Named-object pointing records
━━━━━━━━━━━━━━━━━━━━━━━━━━━━━━

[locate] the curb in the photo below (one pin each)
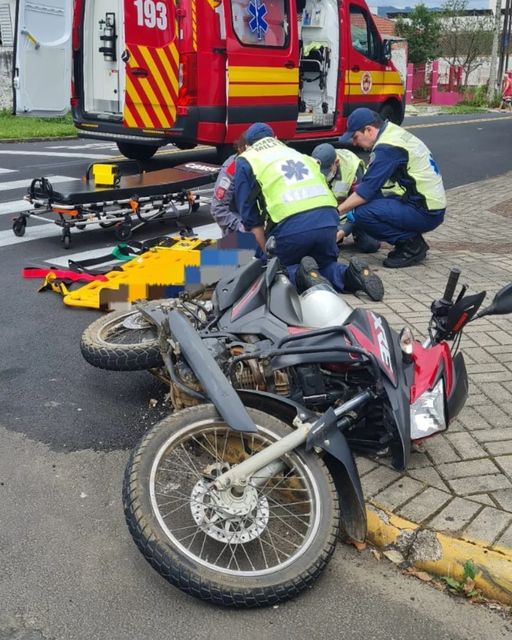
(441, 554)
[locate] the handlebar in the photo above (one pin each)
(453, 279)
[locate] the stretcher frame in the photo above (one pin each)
(135, 201)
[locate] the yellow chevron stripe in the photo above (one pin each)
(137, 103)
(148, 90)
(270, 74)
(128, 117)
(262, 90)
(162, 84)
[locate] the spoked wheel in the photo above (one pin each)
(122, 341)
(247, 546)
(19, 226)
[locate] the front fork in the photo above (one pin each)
(267, 461)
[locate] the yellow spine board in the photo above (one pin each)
(158, 267)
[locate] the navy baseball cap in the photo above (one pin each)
(257, 131)
(358, 119)
(325, 155)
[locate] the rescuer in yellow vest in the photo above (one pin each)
(401, 195)
(281, 192)
(343, 170)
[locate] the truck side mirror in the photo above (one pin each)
(386, 50)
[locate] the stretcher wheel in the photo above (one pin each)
(19, 226)
(66, 239)
(80, 225)
(123, 231)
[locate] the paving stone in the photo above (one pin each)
(500, 447)
(470, 417)
(440, 450)
(467, 468)
(482, 498)
(378, 479)
(505, 462)
(505, 540)
(455, 516)
(365, 464)
(399, 492)
(493, 435)
(424, 505)
(504, 498)
(429, 476)
(482, 484)
(488, 525)
(466, 445)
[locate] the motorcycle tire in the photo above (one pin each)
(275, 543)
(121, 341)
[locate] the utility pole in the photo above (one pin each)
(491, 88)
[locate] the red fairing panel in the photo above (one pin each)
(428, 364)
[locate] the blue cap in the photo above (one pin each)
(325, 155)
(257, 131)
(358, 119)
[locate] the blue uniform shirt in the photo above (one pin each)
(388, 162)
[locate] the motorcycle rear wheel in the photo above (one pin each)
(276, 544)
(121, 341)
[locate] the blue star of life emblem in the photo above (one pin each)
(257, 23)
(294, 170)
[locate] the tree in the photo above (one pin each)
(466, 37)
(422, 30)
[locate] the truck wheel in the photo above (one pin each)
(137, 151)
(256, 549)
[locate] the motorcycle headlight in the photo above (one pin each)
(427, 413)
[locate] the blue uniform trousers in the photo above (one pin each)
(320, 244)
(393, 221)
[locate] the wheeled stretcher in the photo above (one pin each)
(127, 205)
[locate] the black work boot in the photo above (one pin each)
(406, 253)
(358, 277)
(308, 276)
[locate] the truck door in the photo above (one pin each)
(102, 67)
(365, 73)
(262, 63)
(42, 57)
(151, 64)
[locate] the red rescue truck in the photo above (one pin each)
(151, 72)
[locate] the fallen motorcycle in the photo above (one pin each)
(240, 500)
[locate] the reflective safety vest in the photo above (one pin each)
(421, 169)
(290, 182)
(351, 169)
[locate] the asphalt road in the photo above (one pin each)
(70, 569)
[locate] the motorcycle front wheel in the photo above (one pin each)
(249, 548)
(121, 341)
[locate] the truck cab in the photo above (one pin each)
(147, 73)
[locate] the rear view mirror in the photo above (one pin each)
(501, 304)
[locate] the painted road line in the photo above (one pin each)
(20, 184)
(32, 233)
(63, 260)
(14, 206)
(96, 156)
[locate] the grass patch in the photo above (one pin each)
(24, 128)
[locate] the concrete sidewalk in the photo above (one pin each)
(454, 502)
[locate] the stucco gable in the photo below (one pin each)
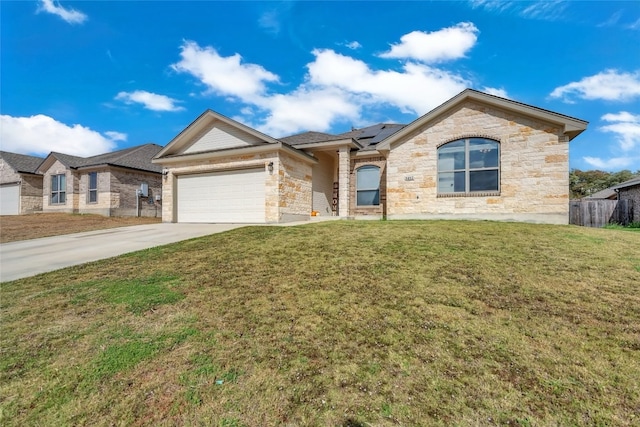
(214, 132)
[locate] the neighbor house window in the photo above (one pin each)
(469, 165)
(93, 187)
(368, 186)
(58, 189)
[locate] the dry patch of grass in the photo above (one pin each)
(340, 323)
(24, 227)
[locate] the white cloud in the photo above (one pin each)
(496, 91)
(442, 45)
(609, 85)
(353, 45)
(626, 127)
(614, 163)
(71, 16)
(150, 101)
(42, 134)
(223, 75)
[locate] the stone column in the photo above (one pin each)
(344, 158)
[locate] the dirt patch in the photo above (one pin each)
(25, 227)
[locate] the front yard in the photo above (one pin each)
(24, 227)
(341, 323)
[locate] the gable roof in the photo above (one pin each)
(138, 157)
(571, 126)
(630, 183)
(22, 163)
(200, 124)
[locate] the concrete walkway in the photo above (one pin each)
(30, 257)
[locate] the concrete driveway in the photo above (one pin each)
(30, 257)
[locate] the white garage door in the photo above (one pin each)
(230, 196)
(10, 200)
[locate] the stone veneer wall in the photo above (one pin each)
(123, 186)
(169, 183)
(295, 188)
(364, 212)
(534, 169)
(632, 193)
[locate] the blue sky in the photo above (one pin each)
(88, 77)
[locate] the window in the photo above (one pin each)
(93, 187)
(469, 165)
(368, 186)
(58, 189)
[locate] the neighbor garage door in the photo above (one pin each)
(10, 199)
(230, 196)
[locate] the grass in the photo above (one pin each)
(339, 323)
(24, 227)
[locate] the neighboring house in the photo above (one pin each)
(630, 190)
(20, 184)
(107, 184)
(476, 156)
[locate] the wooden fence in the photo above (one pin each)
(598, 213)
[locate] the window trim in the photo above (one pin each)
(468, 170)
(358, 190)
(61, 191)
(91, 190)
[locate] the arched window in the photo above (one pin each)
(469, 165)
(368, 186)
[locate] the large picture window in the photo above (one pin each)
(93, 187)
(469, 165)
(58, 189)
(368, 186)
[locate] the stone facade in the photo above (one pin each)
(534, 169)
(632, 193)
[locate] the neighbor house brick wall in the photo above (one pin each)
(71, 203)
(30, 187)
(534, 169)
(632, 193)
(295, 193)
(261, 160)
(367, 211)
(31, 194)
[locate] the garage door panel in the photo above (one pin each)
(10, 199)
(230, 196)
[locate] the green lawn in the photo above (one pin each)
(348, 323)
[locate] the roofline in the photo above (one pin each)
(572, 126)
(327, 144)
(193, 128)
(254, 149)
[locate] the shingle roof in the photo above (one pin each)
(367, 137)
(21, 162)
(138, 157)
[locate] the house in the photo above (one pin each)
(630, 190)
(477, 156)
(20, 184)
(120, 183)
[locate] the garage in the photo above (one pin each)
(10, 199)
(228, 196)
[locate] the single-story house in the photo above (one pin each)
(477, 156)
(630, 190)
(120, 183)
(20, 184)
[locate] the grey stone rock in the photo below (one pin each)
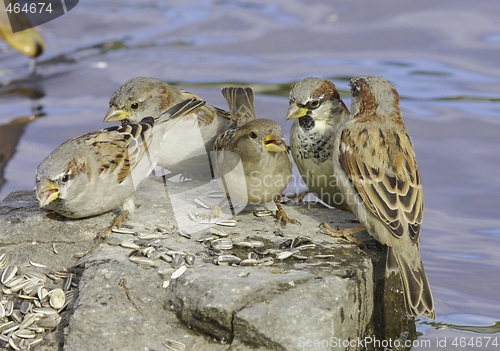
(288, 305)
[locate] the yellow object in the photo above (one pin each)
(28, 42)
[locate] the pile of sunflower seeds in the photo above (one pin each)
(31, 303)
(220, 247)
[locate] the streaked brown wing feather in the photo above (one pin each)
(391, 190)
(123, 146)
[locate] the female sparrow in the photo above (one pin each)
(100, 171)
(378, 175)
(318, 113)
(185, 149)
(251, 160)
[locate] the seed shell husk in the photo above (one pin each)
(173, 345)
(222, 244)
(8, 273)
(57, 298)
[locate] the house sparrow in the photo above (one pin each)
(191, 138)
(318, 113)
(258, 147)
(378, 175)
(100, 171)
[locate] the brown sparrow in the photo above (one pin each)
(318, 113)
(100, 171)
(378, 174)
(251, 160)
(185, 148)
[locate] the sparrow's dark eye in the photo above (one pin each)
(314, 103)
(67, 177)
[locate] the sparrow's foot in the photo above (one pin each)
(281, 215)
(346, 233)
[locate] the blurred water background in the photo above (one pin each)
(442, 56)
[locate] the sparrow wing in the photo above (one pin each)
(241, 104)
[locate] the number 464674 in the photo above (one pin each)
(481, 341)
(34, 7)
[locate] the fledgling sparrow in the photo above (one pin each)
(379, 177)
(260, 146)
(185, 150)
(317, 112)
(100, 171)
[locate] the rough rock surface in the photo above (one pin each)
(293, 304)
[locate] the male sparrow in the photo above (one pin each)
(378, 174)
(100, 171)
(260, 146)
(318, 113)
(185, 148)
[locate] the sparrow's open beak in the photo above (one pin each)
(294, 111)
(46, 192)
(275, 141)
(114, 115)
(29, 41)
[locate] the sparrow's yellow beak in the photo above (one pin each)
(114, 115)
(46, 192)
(29, 41)
(294, 111)
(275, 141)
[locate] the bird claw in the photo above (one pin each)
(346, 233)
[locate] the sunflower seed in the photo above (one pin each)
(8, 273)
(34, 264)
(219, 232)
(25, 334)
(178, 272)
(244, 244)
(257, 243)
(177, 260)
(266, 261)
(262, 213)
(128, 244)
(166, 258)
(25, 307)
(215, 194)
(324, 256)
(230, 260)
(57, 298)
(4, 260)
(184, 234)
(201, 202)
(9, 308)
(149, 236)
(190, 258)
(142, 261)
(174, 345)
(253, 256)
(28, 321)
(249, 262)
(122, 231)
(222, 244)
(226, 223)
(284, 255)
(49, 322)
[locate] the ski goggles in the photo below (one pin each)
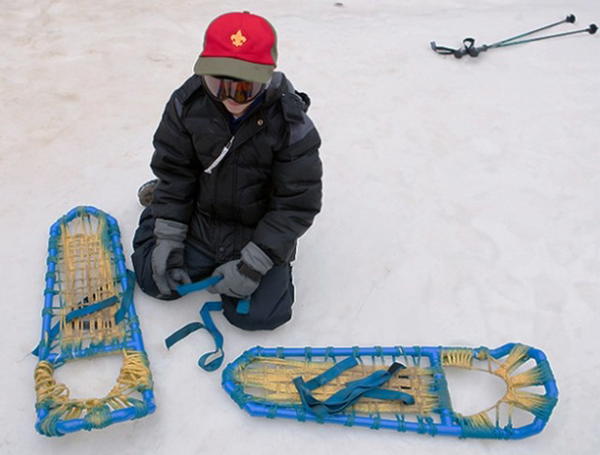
(241, 92)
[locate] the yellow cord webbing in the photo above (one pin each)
(86, 276)
(531, 402)
(270, 378)
(134, 376)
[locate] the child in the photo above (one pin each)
(239, 178)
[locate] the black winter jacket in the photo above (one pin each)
(267, 188)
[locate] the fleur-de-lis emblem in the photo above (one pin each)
(238, 39)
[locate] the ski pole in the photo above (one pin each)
(593, 28)
(569, 19)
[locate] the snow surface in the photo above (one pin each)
(460, 202)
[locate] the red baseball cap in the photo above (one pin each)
(239, 45)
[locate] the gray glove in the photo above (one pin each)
(242, 277)
(167, 257)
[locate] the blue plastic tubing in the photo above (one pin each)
(446, 427)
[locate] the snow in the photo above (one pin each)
(460, 201)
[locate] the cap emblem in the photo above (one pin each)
(238, 39)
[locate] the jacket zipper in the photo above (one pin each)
(221, 156)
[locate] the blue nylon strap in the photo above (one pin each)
(366, 387)
(198, 285)
(332, 373)
(243, 306)
(182, 333)
(211, 360)
(127, 298)
(86, 310)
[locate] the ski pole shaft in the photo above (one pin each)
(570, 19)
(591, 30)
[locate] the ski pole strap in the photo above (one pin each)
(212, 360)
(242, 307)
(468, 48)
(366, 387)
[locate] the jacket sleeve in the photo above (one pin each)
(175, 164)
(296, 196)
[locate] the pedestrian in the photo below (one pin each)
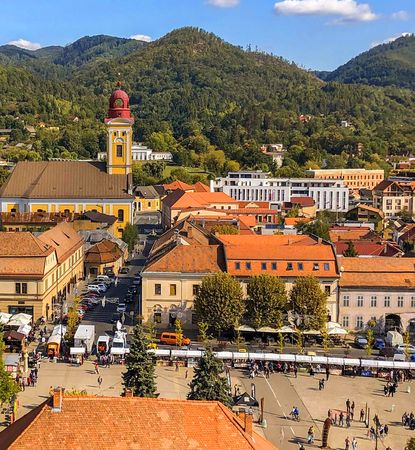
(347, 443)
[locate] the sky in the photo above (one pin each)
(315, 34)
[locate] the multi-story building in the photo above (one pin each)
(79, 186)
(354, 179)
(185, 254)
(37, 273)
(380, 289)
(394, 196)
(330, 195)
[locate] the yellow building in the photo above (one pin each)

━━━━━━━━━━━━━━━━━━━━━━━━━━━━━━

▶ [WHAT TO PRODUCE]: Pick up at the line that holds "[locate] the blue plastic" and restate each line, word for word, through the last line of the entries. Include both end lines but none of the pictures.

▶ [THE ANSWER]:
[locate] the blue plastic tubing in the photo above (one pin each)
(446, 427)
[locate] the snow in the photo above (one pin each)
(460, 201)
[locate] the cap emblem in the photo above (one pin each)
(238, 39)
[locate] the jacket zipper in the photo above (one pin each)
(221, 156)
[locate] the blue nylon strap in the photo above (one pin each)
(366, 387)
(198, 285)
(332, 373)
(243, 306)
(182, 333)
(211, 360)
(127, 298)
(86, 310)
[locate] the ski pole shaft in the photo above (one pin each)
(570, 19)
(591, 30)
[locate] the ski pole strap in the photo above (one pin each)
(212, 360)
(242, 307)
(468, 48)
(366, 387)
[locate] the jacket sleeve in the photo above (one pin each)
(175, 164)
(296, 196)
[locate] the pedestrian in the photo below (one pin each)
(347, 443)
[locate] the sky in the photo above (one pin each)
(315, 34)
[locate] the multi-story building in the photo above (one pin each)
(79, 186)
(354, 179)
(185, 254)
(37, 273)
(380, 289)
(394, 196)
(330, 195)
[locate] the yellow building in the photo above (one pin each)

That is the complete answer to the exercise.